> Exercise description: From the entries, copy out every line in which the word "glove" is found.

> Data in this exercise:

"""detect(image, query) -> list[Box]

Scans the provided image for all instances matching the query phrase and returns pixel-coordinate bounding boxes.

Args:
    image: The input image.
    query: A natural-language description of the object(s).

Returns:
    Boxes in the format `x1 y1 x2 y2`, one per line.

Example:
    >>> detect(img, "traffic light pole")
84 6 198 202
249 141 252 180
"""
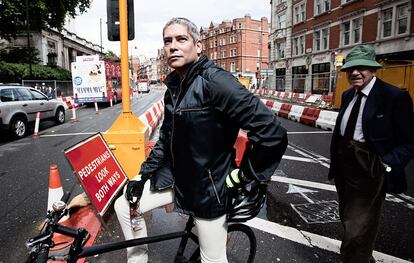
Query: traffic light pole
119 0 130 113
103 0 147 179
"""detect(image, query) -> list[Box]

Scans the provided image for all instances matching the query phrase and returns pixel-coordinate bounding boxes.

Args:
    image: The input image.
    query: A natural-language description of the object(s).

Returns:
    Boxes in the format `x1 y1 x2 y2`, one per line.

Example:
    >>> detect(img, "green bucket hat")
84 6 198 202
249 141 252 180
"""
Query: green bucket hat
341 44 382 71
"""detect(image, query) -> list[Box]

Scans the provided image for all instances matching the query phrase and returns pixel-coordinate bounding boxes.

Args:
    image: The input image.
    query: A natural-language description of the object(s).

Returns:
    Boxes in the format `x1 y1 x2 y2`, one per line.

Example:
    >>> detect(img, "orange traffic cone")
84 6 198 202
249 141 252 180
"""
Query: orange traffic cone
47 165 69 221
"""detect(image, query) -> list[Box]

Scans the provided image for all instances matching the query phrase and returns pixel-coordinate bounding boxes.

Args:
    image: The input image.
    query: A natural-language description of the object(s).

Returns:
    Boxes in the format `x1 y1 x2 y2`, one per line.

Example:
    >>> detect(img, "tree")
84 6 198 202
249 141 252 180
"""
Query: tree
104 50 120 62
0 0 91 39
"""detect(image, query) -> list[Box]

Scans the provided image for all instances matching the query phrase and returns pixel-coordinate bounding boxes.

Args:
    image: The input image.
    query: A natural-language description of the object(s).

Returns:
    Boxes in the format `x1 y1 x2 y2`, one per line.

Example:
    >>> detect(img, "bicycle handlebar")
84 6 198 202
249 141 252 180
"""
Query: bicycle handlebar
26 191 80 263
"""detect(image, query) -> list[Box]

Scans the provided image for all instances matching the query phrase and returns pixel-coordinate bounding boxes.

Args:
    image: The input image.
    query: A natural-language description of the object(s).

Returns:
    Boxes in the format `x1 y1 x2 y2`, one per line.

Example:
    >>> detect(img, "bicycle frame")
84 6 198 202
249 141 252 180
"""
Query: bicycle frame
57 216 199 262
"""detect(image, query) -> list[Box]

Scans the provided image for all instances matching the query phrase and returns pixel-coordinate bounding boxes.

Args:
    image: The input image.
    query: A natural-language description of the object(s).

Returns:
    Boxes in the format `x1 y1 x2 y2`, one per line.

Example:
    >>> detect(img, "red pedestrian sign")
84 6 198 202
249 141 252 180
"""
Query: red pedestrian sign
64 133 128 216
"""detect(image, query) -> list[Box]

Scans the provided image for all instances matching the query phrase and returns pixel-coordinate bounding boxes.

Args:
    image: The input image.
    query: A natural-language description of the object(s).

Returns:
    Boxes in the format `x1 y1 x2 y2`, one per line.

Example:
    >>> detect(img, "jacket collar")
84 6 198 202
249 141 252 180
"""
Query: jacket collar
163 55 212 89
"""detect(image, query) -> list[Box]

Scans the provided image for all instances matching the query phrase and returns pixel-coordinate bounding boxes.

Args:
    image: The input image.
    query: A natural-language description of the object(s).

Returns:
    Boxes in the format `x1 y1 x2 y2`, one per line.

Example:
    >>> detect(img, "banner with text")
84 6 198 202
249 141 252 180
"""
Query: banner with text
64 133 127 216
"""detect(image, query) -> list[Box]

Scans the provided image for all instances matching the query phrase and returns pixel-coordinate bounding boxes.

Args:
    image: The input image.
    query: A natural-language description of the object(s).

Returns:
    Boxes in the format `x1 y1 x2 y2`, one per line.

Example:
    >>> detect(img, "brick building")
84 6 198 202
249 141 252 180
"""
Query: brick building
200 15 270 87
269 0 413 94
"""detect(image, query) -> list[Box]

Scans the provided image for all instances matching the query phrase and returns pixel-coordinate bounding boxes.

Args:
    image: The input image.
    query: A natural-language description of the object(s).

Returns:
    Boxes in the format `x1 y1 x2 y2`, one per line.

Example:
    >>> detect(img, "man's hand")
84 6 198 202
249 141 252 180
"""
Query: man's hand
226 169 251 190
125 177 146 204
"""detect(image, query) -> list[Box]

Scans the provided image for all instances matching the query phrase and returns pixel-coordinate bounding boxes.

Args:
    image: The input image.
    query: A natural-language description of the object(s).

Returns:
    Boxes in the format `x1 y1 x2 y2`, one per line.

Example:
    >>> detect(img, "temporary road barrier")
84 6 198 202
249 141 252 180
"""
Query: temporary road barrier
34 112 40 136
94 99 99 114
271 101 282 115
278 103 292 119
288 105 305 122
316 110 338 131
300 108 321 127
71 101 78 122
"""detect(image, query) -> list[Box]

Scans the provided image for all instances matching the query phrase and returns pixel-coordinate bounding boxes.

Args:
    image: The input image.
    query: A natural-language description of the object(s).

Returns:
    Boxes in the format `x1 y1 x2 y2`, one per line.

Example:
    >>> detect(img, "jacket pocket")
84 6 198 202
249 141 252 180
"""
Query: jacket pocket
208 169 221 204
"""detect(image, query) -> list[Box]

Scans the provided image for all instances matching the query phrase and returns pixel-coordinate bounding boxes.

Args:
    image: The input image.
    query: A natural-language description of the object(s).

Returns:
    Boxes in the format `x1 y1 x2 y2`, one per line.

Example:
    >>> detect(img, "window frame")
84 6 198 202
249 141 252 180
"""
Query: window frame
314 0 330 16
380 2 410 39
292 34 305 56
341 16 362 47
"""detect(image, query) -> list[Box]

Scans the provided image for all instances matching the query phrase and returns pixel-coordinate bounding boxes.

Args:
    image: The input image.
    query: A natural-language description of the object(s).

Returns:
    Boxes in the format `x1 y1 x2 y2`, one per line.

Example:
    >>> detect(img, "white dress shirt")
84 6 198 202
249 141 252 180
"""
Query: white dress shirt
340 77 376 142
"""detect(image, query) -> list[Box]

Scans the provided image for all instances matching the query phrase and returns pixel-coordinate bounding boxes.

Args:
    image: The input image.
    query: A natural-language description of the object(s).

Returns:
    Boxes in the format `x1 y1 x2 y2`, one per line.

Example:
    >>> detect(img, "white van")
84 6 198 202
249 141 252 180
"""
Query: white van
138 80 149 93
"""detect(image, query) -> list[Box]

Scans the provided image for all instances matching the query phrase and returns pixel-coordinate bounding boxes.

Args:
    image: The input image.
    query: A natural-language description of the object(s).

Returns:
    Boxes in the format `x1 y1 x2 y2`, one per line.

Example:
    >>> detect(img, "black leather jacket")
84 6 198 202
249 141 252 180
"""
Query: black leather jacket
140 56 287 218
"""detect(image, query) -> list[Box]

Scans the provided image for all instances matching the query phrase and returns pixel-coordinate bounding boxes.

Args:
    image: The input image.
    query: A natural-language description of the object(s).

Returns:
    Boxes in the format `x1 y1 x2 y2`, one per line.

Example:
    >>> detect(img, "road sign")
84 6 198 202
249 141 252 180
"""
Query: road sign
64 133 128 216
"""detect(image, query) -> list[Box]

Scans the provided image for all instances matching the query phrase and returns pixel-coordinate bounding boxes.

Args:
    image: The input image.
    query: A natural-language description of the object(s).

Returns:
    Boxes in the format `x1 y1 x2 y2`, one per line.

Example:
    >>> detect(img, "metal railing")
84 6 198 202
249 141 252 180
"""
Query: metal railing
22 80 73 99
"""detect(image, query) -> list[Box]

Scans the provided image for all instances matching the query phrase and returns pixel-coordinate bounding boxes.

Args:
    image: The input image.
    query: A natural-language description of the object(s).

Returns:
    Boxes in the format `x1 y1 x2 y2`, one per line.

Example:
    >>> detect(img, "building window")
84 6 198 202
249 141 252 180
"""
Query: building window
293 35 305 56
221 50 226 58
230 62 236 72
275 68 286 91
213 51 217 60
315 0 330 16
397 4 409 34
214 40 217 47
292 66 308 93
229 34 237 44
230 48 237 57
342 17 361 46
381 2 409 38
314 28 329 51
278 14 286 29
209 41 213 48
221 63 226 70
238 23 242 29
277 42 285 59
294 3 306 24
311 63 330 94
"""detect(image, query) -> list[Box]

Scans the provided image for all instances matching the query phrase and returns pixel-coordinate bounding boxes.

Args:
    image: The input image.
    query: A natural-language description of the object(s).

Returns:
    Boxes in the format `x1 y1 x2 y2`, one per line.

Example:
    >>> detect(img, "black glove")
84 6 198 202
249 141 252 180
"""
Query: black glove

> Answer box:
    >>> detect(img, "black glove")
Query: black glove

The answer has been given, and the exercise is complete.